Material for this task:

----------------

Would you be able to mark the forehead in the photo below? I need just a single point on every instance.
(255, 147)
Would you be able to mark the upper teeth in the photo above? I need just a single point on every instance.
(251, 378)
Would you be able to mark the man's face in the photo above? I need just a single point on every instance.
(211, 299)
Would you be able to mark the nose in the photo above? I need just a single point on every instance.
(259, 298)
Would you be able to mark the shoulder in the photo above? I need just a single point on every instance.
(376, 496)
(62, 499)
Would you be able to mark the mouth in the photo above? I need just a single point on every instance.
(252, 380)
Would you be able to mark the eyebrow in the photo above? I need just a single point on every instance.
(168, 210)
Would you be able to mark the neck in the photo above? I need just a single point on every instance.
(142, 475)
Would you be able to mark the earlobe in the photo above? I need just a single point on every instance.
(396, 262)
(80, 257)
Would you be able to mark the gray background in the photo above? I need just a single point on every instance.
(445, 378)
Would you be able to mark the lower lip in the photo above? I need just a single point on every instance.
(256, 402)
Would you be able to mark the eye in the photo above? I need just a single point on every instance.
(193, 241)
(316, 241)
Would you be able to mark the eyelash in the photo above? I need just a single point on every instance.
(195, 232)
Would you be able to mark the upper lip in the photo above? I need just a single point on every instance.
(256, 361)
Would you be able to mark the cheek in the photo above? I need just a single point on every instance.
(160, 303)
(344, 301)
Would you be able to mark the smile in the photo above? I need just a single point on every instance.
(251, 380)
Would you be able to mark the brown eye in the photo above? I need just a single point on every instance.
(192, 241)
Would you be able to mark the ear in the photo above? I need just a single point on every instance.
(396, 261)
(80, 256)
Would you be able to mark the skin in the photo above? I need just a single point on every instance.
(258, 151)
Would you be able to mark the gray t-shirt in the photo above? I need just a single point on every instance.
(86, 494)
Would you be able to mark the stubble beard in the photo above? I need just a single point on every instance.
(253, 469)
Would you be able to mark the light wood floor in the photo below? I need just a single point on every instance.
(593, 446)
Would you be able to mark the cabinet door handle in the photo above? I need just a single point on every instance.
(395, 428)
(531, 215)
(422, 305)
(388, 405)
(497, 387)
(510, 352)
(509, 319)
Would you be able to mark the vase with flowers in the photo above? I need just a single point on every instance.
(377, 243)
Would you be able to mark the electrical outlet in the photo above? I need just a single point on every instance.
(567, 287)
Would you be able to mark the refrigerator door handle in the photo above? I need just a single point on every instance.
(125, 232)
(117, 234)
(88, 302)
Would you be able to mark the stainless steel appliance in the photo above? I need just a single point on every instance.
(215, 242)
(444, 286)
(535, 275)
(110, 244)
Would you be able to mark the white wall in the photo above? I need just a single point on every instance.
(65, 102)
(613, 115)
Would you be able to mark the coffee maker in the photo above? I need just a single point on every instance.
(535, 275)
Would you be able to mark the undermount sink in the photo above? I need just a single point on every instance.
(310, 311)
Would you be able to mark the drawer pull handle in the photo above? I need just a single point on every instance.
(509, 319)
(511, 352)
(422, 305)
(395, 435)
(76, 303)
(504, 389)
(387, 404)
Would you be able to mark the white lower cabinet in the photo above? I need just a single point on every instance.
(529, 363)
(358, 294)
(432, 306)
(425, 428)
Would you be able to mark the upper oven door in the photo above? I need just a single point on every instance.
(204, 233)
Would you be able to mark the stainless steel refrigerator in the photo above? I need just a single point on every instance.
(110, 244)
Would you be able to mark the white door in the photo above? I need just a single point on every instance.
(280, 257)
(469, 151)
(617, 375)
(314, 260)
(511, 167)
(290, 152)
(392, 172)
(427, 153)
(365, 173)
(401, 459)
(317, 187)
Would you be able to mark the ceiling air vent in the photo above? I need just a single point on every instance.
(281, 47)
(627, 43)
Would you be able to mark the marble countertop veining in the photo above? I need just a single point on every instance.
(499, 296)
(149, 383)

----------------

What is being asked:
Rewrite the listing from the line containing "Would you be able to mark the stainless steel refrigerator" through the end of the listing as a JSON list of strings, one string per line, with any blank lines left out.

Result for this exercise:
[
  "Would you be able to mark the stainless steel refrigerator in the photo above? I need just a single point on every instance.",
  "(110, 244)",
  "Would you be able to mark the white door in the photo above? I need just a single point on every instance.",
  "(280, 257)",
  "(469, 151)",
  "(617, 375)",
  "(314, 260)",
  "(511, 167)",
  "(290, 152)",
  "(392, 172)",
  "(427, 153)",
  "(365, 173)",
  "(401, 459)",
  "(317, 187)",
  "Would you be able to mark the ceiling air vent in the photo above? I need just a single point on every instance.",
  "(281, 47)",
  "(627, 43)",
  "Would you be able to mark the marble countertop veining in the photo above? I need just a single point on every instance.",
  "(499, 296)",
  "(149, 383)"
]